» **Karar Metni**:
▼
Müşteki vekilince şikayetten vazgeçildiği, sanık müdafiince sunulan dilekçede özetle eylemin ifade hürriyeti kapsamında kaldığını, atılan sloganın toplumun geniş bir kesimince kabul gören rahatsızlıkları dile getirdiğini, iktidara yaranmak amaçlı saikler nedeni ile işlem yapıldığını, hırsız kelimesinin bilenen soruşturma dosyalarının üzerlerinin örtülmesi nedeni ile eleştiri, katil kelimesinin ise gezi parkı eylemlerinde olan olaylar ve bu kapsamda yapılan açıklamalar nedeni ile söylenen Cumhurbaşkanının hukuki ve siyasi sorumluluğuna yönelik sözler olması nedeni ile suçun manevi unsurun oluşmadığını ve siyasetçilerin ağır eleştirilere tahammül etmeleri gerektiği yönde verilen AHİM ve iç hukukta verilen kararlar ile Avrupa Konseyi tarafından yayınlanan ifade özgürlüğünü kısıtlayan yargı tacizinden bahsedilen memoranduma da işaret edilmek sureti ile yargının bağımsızlığa vurgu yapılarak atılı suçun unsurlarının oluşmadığının beyan edildiği, müdafii huzurunda yaptığı savunmasında politik eleştiri olarak anayasal hakkını kullanarak katıldığı toplantıda eleştiri olarak söylediğini ve suç işleme kastının olmadığını beyan eden, adli sicil kaydında kesinleşmiş hükmün açıklanmasının geri bırakılmasına dair ilamın bulunduğu anlaşılan sanık hakkında, Ankara 19. Asliye Ceza Mahkemesinin 2016/513 esasa kayden yapılan kovuşturma sonunda 06.03.2017 tarihinde tefhim olunan hükümle özetle, “Her ne kadar sanık hakkında Cumhurbaşkanına hakaret suçundan kamu davası açılmış ise de sanığın katılmış olduğu gösteri yürüyüşü sırasında yürüyüşe katılanların protesto eylemi aşamasında “katil, hırsız, Erdoğan” şeklindeki protestosu üzerine diğer gösteriye katılanlarla birlikte söylediğinin sabit olduğu ve bu hususu kendisinin kabul ettiği ancak suç işleme kastı bulunmadığını beyan ettiği, bu şekilde gerçekleşen eylemde sanığın hakaret kastı ile hareket ettiğine dair savunmasının aksine mahkumiyetine yetecek derecede şüpheden uzak kesin ve inandırıcı delil elde edilemediğinden sübut bulmayan atılı suçtan sanığın CMK.nun 223 maddesi gereğince beraatine,” karar verildiği görülmüştür.
▲
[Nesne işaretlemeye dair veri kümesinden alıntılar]
▼
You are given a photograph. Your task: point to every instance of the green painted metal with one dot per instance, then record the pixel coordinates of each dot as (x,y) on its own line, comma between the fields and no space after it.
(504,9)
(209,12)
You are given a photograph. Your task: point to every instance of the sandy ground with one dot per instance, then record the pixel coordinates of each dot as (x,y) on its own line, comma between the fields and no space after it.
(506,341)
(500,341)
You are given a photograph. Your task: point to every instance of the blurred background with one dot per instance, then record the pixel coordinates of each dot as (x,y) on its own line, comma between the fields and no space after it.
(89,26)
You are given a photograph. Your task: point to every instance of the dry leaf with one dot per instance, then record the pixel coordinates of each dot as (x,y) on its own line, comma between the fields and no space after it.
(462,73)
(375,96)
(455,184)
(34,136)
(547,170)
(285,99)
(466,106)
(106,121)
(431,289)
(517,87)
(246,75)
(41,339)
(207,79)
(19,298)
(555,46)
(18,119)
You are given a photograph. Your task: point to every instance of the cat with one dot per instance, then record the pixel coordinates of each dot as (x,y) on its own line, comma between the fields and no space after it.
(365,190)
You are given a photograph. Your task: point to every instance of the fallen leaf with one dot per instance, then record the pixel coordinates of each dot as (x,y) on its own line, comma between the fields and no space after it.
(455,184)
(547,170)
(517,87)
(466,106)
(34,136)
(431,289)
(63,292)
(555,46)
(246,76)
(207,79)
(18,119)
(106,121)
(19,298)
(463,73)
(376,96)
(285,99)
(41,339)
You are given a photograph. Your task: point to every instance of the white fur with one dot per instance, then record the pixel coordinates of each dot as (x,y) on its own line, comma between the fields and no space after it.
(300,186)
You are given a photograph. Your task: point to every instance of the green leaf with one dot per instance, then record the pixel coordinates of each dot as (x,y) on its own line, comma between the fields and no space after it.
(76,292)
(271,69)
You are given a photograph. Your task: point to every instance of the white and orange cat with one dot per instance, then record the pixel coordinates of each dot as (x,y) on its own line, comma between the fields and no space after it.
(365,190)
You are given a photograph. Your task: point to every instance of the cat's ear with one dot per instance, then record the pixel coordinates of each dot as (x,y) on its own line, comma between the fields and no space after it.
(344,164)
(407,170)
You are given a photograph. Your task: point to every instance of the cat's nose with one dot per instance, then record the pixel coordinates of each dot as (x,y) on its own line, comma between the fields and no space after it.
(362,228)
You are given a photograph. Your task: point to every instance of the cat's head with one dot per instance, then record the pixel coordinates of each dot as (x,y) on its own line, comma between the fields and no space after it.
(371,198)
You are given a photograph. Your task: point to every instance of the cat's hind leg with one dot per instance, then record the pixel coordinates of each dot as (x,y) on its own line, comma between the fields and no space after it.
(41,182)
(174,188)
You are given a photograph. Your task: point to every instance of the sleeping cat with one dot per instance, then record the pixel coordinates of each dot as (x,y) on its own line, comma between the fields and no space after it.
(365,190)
▲
▼
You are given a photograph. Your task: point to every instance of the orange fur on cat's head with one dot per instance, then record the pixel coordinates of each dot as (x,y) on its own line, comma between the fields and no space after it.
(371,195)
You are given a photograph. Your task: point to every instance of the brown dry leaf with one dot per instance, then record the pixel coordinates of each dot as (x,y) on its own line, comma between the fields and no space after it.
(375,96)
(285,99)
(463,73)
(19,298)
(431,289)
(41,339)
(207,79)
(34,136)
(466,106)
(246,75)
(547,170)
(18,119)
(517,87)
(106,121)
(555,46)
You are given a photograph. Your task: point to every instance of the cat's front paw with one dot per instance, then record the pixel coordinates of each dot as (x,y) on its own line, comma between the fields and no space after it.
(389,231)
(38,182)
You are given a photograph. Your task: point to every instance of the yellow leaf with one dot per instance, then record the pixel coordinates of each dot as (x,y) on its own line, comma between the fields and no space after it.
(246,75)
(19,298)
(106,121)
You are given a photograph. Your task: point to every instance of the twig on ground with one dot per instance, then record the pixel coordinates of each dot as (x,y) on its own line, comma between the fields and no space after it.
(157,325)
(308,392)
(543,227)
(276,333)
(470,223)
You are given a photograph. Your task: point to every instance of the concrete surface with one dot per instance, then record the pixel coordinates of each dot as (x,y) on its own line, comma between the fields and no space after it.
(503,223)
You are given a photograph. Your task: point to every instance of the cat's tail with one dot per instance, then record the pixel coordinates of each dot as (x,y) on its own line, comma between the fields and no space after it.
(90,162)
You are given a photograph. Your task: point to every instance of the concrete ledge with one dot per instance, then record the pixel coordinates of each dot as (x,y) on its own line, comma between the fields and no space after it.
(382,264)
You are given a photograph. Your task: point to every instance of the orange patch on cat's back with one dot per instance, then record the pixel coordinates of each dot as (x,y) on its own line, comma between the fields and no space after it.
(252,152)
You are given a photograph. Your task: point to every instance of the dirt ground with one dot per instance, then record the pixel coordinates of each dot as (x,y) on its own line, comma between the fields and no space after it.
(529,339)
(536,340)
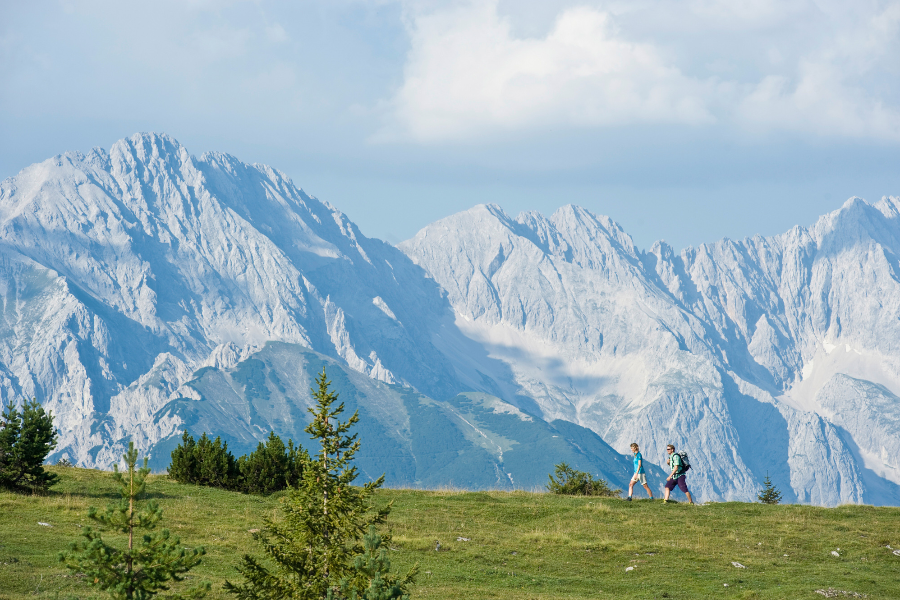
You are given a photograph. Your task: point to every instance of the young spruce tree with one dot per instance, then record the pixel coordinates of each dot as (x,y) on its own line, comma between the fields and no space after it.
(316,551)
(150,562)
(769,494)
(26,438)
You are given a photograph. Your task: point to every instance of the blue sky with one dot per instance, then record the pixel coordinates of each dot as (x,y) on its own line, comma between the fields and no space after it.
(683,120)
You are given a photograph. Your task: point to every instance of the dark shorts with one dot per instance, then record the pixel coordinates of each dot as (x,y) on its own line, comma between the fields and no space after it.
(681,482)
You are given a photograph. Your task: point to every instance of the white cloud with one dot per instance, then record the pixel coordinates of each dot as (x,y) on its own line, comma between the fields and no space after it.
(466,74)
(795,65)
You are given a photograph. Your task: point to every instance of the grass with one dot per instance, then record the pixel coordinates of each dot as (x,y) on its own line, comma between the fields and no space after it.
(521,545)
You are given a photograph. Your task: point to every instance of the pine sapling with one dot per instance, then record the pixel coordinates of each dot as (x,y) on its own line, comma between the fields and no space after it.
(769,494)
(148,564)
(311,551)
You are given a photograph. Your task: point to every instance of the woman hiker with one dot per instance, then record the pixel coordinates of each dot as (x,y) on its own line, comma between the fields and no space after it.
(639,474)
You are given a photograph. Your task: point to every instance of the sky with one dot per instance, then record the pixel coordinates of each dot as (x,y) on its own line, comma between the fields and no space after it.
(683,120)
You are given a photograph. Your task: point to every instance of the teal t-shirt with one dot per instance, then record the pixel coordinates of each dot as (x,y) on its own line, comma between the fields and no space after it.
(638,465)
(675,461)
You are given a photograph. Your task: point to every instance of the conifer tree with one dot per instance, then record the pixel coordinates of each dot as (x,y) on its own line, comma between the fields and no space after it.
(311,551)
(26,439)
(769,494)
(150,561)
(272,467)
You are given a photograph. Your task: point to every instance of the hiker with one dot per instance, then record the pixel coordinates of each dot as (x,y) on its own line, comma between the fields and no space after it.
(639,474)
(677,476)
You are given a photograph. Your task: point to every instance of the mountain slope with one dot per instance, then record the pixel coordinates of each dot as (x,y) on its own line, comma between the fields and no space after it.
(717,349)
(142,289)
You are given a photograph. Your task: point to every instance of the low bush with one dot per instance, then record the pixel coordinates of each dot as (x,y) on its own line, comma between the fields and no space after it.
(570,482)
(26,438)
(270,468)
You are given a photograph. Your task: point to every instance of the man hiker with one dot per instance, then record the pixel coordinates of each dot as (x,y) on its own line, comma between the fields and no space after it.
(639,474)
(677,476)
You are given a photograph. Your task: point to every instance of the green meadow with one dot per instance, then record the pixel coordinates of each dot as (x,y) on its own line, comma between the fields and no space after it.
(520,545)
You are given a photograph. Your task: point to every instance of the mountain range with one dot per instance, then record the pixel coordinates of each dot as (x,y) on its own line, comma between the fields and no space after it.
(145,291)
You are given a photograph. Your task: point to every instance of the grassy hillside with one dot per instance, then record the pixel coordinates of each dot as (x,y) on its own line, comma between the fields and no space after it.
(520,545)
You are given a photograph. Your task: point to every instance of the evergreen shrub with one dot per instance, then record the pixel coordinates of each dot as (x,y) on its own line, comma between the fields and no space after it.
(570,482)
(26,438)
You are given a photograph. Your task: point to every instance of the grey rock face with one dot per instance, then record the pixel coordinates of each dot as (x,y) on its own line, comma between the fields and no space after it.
▲
» **Görev**:
Karar metnine göre şu soruları cevaplayın:
(a) Şikayetten kim vazgeçmiştir?
(b) Hüküm hangi tarihte tefhim olunmuştur?
(c) Sanığın beraatine CMK'nın hangi maddesi gereğince karar verilmiştir?
Bu satırlar başka bir kaynaktan alınmıştır.

» **Görevin Cevabı**:
(a) Müşteki vekili.
(b) 06.03.2017.
(c) 223. madde.